___ STUDY MATERIAL
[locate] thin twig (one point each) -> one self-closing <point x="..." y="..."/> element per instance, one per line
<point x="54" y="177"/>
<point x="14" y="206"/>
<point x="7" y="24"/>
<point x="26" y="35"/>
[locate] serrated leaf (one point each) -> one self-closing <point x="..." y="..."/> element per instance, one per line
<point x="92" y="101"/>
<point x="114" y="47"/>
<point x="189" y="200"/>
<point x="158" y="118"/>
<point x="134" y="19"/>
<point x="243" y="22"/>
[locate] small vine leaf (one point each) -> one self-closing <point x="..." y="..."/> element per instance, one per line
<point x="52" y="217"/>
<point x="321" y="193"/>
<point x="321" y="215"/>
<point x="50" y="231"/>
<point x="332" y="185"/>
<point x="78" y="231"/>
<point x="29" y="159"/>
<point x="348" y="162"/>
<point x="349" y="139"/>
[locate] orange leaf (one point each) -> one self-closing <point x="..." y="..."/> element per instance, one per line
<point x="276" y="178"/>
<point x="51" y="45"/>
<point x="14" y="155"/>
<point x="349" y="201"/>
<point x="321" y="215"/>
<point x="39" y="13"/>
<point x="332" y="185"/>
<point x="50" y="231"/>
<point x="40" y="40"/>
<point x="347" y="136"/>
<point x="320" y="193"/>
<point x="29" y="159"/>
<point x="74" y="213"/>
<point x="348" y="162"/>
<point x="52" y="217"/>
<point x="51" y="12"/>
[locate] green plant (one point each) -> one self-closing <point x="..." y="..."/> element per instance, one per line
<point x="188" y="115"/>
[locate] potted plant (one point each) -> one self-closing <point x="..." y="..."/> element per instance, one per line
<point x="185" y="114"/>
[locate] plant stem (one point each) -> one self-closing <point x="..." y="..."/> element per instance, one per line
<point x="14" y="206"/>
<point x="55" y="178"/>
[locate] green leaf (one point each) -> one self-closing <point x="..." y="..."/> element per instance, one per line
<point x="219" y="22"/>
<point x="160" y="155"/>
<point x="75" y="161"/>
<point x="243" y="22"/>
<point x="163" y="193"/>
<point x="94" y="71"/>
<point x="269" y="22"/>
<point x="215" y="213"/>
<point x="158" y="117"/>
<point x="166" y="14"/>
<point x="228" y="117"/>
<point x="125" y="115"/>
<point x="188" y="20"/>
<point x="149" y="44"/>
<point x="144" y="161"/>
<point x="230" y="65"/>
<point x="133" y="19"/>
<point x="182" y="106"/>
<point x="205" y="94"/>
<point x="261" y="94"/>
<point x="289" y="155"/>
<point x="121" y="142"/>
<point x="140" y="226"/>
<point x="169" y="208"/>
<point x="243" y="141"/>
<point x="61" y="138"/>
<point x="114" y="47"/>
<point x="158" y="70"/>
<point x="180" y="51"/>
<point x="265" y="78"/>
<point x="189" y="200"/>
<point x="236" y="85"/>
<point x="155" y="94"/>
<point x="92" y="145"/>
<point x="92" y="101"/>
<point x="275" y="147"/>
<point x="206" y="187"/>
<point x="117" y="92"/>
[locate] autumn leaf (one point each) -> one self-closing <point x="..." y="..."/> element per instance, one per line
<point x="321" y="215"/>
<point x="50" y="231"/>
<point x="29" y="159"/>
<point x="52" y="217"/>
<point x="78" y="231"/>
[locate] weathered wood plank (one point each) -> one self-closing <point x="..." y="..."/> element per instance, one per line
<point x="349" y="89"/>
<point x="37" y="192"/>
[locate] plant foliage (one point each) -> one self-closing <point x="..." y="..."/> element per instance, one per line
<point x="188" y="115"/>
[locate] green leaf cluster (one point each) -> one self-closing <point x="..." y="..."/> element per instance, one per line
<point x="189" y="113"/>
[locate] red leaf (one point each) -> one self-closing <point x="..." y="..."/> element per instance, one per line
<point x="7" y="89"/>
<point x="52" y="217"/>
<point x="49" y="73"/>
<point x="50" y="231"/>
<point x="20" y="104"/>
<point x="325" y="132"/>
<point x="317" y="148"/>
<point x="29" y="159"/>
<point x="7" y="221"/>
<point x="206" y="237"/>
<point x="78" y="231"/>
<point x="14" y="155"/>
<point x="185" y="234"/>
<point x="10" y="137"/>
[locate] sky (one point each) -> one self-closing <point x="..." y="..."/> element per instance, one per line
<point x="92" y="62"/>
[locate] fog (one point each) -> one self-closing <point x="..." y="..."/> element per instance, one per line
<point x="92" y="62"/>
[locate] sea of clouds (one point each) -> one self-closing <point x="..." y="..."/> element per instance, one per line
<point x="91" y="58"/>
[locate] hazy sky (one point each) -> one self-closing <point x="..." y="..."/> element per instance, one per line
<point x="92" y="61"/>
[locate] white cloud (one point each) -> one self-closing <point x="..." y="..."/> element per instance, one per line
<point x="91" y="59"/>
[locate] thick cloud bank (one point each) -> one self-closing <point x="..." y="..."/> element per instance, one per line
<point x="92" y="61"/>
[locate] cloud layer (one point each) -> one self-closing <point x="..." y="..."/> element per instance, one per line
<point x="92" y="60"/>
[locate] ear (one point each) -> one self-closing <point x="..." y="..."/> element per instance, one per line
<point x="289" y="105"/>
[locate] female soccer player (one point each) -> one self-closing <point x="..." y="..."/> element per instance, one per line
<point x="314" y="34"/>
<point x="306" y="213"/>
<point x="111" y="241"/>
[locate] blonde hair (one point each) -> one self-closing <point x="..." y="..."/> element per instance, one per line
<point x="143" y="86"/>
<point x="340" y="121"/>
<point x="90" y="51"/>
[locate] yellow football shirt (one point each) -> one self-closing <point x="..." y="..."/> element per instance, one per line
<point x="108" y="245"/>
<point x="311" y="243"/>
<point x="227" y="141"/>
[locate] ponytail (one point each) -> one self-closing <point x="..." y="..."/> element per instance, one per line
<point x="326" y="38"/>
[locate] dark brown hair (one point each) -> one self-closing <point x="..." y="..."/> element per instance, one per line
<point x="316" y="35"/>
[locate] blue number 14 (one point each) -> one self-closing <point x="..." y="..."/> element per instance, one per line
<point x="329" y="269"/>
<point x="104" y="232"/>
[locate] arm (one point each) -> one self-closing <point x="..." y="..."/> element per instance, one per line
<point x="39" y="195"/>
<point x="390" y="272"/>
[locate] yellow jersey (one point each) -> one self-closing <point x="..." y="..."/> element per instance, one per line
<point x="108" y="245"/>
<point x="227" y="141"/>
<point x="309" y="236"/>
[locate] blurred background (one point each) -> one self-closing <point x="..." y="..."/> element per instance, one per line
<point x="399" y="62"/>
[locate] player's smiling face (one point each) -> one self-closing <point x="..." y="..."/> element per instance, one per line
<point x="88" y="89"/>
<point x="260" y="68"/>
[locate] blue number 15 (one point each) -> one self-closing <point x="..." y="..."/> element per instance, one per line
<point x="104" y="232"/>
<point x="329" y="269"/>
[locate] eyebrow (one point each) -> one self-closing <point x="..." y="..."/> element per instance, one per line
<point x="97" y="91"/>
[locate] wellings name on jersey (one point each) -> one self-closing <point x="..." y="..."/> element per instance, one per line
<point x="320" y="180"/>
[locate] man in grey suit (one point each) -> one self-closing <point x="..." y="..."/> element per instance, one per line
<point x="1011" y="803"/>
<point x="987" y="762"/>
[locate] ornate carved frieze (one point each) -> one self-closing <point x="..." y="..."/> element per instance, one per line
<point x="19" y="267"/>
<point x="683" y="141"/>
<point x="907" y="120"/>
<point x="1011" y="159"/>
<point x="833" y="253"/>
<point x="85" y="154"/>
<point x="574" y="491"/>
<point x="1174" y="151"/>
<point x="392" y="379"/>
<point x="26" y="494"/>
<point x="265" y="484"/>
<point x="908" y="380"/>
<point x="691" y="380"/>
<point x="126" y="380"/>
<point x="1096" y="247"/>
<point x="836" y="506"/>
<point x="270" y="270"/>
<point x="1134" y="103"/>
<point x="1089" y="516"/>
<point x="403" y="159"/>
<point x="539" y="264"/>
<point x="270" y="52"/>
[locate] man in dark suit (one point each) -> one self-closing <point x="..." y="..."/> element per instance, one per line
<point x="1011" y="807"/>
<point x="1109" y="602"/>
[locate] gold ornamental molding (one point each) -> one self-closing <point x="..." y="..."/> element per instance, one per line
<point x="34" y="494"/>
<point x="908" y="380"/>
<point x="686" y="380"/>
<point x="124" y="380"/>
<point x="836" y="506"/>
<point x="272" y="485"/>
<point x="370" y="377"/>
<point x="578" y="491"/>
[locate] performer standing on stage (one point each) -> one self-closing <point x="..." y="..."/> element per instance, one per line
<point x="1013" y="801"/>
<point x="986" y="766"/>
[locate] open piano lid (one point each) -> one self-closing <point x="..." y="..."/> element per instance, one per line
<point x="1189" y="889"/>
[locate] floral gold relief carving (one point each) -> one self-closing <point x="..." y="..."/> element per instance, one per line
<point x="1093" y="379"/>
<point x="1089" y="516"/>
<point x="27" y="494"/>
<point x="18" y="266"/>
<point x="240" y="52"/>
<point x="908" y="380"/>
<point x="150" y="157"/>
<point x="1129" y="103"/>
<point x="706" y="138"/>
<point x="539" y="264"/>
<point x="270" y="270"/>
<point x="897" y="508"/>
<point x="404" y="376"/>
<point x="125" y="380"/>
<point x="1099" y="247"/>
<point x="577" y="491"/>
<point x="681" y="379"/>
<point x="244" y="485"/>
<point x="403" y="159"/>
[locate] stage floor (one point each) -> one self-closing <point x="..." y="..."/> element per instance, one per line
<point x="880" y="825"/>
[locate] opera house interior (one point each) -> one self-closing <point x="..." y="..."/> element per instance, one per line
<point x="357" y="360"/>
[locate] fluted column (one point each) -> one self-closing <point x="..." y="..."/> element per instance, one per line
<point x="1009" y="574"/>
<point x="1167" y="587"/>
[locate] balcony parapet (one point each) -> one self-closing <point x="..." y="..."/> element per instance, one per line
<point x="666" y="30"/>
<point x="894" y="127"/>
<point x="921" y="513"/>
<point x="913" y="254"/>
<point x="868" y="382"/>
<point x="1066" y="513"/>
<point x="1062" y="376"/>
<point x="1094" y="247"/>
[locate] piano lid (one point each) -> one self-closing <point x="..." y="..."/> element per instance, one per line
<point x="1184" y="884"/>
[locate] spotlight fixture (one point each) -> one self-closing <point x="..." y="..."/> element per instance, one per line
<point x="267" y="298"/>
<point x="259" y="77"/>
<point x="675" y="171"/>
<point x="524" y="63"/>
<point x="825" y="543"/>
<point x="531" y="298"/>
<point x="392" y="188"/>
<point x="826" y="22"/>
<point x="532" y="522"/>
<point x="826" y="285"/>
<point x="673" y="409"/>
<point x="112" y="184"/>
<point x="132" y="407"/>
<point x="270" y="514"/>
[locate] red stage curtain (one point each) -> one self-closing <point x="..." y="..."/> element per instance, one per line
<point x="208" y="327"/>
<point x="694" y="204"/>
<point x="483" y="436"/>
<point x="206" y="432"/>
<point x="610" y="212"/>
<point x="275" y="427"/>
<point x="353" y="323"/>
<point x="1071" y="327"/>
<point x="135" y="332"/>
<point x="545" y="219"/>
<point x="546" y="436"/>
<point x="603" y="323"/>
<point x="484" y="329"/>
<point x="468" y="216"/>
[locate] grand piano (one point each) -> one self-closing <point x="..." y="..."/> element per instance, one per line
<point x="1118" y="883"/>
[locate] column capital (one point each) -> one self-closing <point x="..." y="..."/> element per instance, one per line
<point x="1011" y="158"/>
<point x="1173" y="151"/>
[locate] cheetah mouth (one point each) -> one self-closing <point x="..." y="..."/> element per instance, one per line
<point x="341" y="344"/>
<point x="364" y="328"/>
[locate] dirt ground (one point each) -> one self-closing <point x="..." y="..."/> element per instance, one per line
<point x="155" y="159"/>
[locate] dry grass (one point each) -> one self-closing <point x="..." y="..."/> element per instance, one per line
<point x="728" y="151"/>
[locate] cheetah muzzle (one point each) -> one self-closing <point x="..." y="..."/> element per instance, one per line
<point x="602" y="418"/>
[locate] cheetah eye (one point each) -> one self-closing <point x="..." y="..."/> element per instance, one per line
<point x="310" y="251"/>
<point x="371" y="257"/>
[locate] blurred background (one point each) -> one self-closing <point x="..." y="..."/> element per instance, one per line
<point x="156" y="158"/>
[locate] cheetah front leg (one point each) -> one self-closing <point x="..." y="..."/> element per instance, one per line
______
WHAT TO WORK ON:
From the line containing "[locate] cheetah eye" through the last line of the records above, reproduce every line exactly.

EXPECTED ANSWER:
[locate] cheetah eye (one point each) -> one self-closing <point x="..." y="..."/> element per instance, one per line
<point x="310" y="251"/>
<point x="371" y="257"/>
[locate] blurred background (one point each) -> one self-closing <point x="..." y="..."/> element per instance, one per line
<point x="156" y="158"/>
[locate] cheetah front leg (one point each) -> one self-closing <point x="..." y="..."/> element per instance, one per line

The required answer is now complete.